[Entries for pointing and labeling]
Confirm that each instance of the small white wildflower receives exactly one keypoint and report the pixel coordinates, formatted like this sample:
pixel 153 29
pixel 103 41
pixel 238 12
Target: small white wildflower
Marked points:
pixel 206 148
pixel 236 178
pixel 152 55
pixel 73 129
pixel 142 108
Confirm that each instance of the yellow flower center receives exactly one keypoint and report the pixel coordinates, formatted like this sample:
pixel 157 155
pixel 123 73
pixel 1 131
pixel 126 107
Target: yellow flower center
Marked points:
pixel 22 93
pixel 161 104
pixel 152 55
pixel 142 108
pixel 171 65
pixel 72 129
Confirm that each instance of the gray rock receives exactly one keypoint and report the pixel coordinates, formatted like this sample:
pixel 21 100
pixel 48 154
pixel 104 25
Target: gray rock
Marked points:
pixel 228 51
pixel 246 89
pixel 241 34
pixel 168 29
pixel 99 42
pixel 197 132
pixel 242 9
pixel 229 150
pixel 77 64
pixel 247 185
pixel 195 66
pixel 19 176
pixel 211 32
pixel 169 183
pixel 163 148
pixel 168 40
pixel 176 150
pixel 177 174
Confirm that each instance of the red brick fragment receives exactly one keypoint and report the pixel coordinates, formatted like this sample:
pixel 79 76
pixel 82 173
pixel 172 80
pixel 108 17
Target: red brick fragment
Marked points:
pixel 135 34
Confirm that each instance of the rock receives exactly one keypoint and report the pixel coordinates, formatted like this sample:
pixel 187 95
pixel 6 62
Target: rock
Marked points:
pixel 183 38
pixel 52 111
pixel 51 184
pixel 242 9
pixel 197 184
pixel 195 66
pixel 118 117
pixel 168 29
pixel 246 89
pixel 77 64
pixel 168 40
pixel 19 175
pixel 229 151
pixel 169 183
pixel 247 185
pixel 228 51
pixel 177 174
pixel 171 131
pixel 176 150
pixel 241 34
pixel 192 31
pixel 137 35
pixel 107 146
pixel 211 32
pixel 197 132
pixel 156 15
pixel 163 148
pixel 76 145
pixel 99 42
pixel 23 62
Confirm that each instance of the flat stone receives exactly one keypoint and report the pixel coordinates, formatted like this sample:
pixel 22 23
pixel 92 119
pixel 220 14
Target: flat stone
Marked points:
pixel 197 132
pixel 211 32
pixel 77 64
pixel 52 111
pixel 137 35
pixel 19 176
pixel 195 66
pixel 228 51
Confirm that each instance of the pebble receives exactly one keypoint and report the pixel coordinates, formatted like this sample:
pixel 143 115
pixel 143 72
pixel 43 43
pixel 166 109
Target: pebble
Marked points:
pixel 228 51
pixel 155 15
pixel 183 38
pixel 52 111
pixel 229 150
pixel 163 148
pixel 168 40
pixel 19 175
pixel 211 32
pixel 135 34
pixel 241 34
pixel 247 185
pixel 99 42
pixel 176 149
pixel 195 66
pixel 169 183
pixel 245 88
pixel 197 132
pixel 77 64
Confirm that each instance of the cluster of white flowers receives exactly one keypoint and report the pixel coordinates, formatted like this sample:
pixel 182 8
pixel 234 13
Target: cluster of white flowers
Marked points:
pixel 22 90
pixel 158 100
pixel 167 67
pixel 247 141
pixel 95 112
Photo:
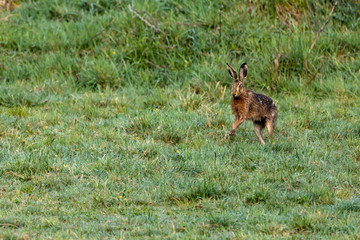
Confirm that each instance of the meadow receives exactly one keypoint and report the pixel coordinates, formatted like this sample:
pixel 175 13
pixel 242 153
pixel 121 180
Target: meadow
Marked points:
pixel 114 128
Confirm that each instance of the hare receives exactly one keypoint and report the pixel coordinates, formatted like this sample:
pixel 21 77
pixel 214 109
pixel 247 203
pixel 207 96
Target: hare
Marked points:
pixel 249 105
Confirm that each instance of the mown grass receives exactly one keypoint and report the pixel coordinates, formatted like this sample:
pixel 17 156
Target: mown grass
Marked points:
pixel 111 130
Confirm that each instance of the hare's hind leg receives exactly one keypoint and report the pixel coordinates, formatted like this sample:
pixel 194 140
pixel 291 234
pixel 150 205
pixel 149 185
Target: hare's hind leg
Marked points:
pixel 258 127
pixel 270 125
pixel 235 125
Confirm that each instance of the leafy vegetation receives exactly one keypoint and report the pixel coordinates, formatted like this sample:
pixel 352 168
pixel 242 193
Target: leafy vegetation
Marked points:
pixel 111 129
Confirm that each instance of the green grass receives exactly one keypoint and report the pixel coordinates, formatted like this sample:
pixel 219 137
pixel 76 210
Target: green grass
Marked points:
pixel 116 131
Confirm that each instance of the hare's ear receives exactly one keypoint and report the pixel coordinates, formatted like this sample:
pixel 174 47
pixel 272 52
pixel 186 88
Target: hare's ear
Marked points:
pixel 231 71
pixel 243 71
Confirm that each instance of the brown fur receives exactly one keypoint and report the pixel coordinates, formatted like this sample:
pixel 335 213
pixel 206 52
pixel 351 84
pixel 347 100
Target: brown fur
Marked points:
pixel 249 105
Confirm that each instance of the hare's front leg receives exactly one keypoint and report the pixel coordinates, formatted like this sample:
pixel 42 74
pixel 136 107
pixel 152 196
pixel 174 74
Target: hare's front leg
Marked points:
pixel 235 125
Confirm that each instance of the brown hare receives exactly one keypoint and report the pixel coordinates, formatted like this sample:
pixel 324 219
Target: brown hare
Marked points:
pixel 249 105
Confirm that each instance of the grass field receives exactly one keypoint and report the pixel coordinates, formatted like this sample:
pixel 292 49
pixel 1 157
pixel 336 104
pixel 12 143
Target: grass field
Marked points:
pixel 110 129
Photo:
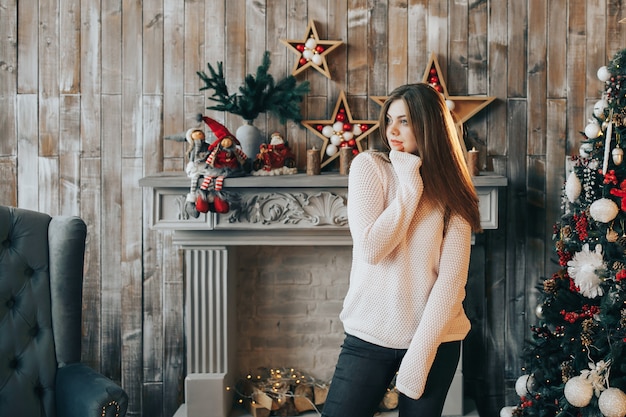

## TASK INSTRUCTIONS
Reproduce every one of the records above word for word, omitting the pictures.

## OUTPUT OF THE EXERCISE
Confirm that each instance of the small white wildflower receives exactly one keypoint and report the pixel coordinates, formatted like this sample:
pixel 153 29
pixel 103 41
pixel 238 12
Target: small white wildflower
Marked points:
pixel 206 148
pixel 236 178
pixel 152 55
pixel 73 129
pixel 142 108
Confirm that each instance of the yellow flower center receives exactly one keypoint and report the pixel coordinates, formatted like this sample:
pixel 157 155
pixel 123 73
pixel 1 131
pixel 126 107
Target: yellow flower center
Marked points:
pixel 22 93
pixel 161 104
pixel 152 55
pixel 142 108
pixel 171 65
pixel 72 129
Confirm that each instance of the gray rock receives exactly one keypoint and report the pixel coordinates, formatted like this sample:
pixel 21 100
pixel 48 154
pixel 104 25
Target: gray rock
Marked points:
pixel 228 51
pixel 246 89
pixel 241 34
pixel 168 29
pixel 99 42
pixel 197 132
pixel 242 9
pixel 229 150
pixel 77 64
pixel 247 185
pixel 195 66
pixel 19 176
pixel 211 32
pixel 169 183
pixel 163 148
pixel 168 40
pixel 176 150
pixel 177 174
Confirm that each instance of the red brick fragment receives exactly one keypoint and report the pixel coordinates, formatted like this sample:
pixel 79 76
pixel 82 173
pixel 172 80
pixel 108 17
Target: red brick fragment
Marked points:
pixel 135 34
Confirm that each instance of the rock receives exactly one keypoint and report the pixel coordinates, formatted like this sample:
pixel 187 95
pixel 6 62
Target: rock
Marked points:
pixel 183 38
pixel 52 111
pixel 51 184
pixel 242 9
pixel 197 184
pixel 195 66
pixel 118 117
pixel 168 29
pixel 246 89
pixel 77 64
pixel 168 40
pixel 19 175
pixel 229 151
pixel 169 183
pixel 247 185
pixel 228 51
pixel 177 174
pixel 171 131
pixel 176 150
pixel 241 34
pixel 192 31
pixel 137 35
pixel 107 146
pixel 211 32
pixel 197 132
pixel 156 15
pixel 163 148
pixel 76 145
pixel 99 42
pixel 23 62
Confirm that each instance of the flat stone receives exactly one keypoint and report the pixel coordinates, formatted like this sample:
pixel 22 23
pixel 92 119
pixel 220 14
Target: flat stone
Marked points:
pixel 197 132
pixel 211 32
pixel 77 64
pixel 52 111
pixel 137 35
pixel 19 176
pixel 195 66
pixel 228 51
Confirm that each instance of the pebble receives exactly one keypoint and report the pixel coordinates, formatted like this sample:
pixel 143 115
pixel 143 72
pixel 43 43
pixel 166 109
Target: pebble
Marked points:
pixel 228 51
pixel 155 15
pixel 183 38
pixel 52 111
pixel 229 150
pixel 163 148
pixel 168 40
pixel 19 175
pixel 211 32
pixel 135 34
pixel 241 34
pixel 247 185
pixel 99 42
pixel 176 149
pixel 195 66
pixel 169 183
pixel 245 88
pixel 197 132
pixel 77 64
Confirm that each instance of the cluster of white flowers receives exactly one keypoint and report the pixel coordinates, formatted like this sample:
pixel 182 8
pixel 234 13
Target: cluster of white flowers
Marked points:
pixel 22 90
pixel 158 100
pixel 167 67
pixel 247 141
pixel 95 112
Photo:
Confirm that each instance of the meadow receives exactly one keypoint and report the pixel coordinates, formatted like this sample:
pixel 175 13
pixel 242 153
pixel 121 180
Target: meadow
Marked points:
pixel 114 128
Confirm that each instance of the hare receives exactly one keypoint and report the pixel coordinates, formatted like this sample:
pixel 21 77
pixel 214 109
pixel 247 203
pixel 207 96
Target: hare
Marked points:
pixel 249 105
Confirm that each instance of the mown grass receives exactly one keypoint and report the pixel coordinates, formatted like this sample:
pixel 17 156
Target: mown grass
Marked points:
pixel 111 130
Confirm that each instance of the hare's hind leg receives exactly one keypoint and report the pixel coordinates, formatted like this sample:
pixel 194 140
pixel 291 234
pixel 150 205
pixel 149 185
Target: hare's hind leg
Marked points:
pixel 258 127
pixel 270 125
pixel 235 125
Confirm that each instance of the leafy vegetation receives exactly one keypoint and report the pixel coordinates, formatted like this sample:
pixel 352 168
pixel 242 193
Target: leafy vegetation
Marked points:
pixel 111 129
Confirm that each instance of the green grass receives exactly one keypoint and report the pixel coordinates, formatted like this sample:
pixel 219 137
pixel 76 210
Target: green grass
Marked points:
pixel 116 131
Confirm that each instance of the hare's ear receives exactly one keypoint and report the pixel coordinates, formatted like this sample:
pixel 174 47
pixel 272 52
pixel 186 88
Target: hare's ear
Marked points:
pixel 231 71
pixel 243 71
Confirm that each instance of the brown fur receives exactly one keypoint and report the pixel coordinates, formatted like this sample:
pixel 335 213
pixel 206 52
pixel 351 84
pixel 347 100
Target: brown fur
Marked points:
pixel 249 105
Confirm that each instance of the hare's front leg receives exactly one keypoint and report the pixel coordinates, formatted like this sample:
pixel 42 74
pixel 136 107
pixel 152 196
pixel 174 74
Target: hare's front leg
Marked points:
pixel 235 125
Confirm that each instance of the brown hare receives exactly one keypoint and report the pixel coordinates, formatted like this sample:
pixel 324 219
Target: brown hare
Marked points:
pixel 249 105
Confirm that each instance of the grass field receives exactly one keypoint and report the pixel coordinates, formatted like this sample:
pixel 292 49
pixel 1 157
pixel 336 104
pixel 12 143
Target: grass field
Marked points:
pixel 110 129
Photo:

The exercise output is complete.